_AIM OF THE EXERCISE_
Determine the number of lines in the data that contain "coffee", and write only that number.

_PROVIDED INFORMATION_

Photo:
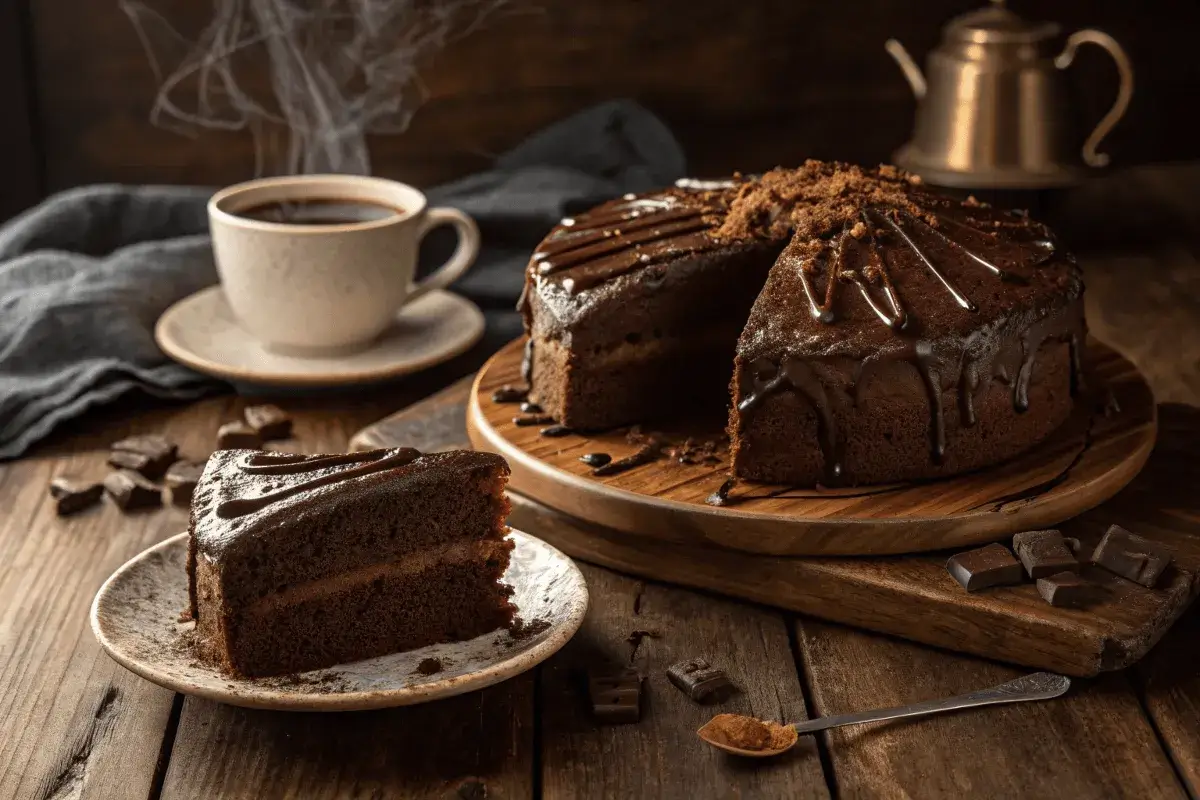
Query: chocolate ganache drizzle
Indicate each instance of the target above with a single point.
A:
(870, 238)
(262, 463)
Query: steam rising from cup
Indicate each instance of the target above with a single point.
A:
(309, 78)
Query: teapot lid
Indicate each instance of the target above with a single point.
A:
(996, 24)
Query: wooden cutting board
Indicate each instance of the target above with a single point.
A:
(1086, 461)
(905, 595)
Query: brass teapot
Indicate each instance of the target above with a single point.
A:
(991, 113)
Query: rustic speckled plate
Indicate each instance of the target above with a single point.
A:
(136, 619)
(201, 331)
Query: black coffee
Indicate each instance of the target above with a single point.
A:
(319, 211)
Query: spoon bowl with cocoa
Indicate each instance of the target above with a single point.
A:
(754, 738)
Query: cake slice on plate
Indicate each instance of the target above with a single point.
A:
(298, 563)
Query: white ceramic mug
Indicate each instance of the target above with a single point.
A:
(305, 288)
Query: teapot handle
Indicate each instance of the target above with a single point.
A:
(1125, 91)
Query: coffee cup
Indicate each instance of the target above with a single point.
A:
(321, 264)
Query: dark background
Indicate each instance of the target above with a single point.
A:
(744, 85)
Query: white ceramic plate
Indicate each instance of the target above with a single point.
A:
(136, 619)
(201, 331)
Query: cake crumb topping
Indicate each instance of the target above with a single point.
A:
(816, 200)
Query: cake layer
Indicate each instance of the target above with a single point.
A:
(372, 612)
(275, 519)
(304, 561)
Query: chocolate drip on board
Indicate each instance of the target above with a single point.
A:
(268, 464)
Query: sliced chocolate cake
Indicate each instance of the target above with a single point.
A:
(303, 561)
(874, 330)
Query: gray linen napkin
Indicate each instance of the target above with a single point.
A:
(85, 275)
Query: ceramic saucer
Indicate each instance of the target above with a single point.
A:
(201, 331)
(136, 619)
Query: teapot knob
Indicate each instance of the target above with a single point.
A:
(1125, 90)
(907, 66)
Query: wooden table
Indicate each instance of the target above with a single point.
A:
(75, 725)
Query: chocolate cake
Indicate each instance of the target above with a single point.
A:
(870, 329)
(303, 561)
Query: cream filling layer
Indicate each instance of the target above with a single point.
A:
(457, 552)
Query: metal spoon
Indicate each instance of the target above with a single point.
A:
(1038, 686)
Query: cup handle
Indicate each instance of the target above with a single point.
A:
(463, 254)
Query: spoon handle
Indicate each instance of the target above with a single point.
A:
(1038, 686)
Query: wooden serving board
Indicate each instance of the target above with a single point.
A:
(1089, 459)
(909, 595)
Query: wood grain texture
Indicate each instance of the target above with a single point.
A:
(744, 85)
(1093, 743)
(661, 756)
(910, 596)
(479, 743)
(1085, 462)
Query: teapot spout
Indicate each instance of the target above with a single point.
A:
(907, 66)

_FINISHED TASK_
2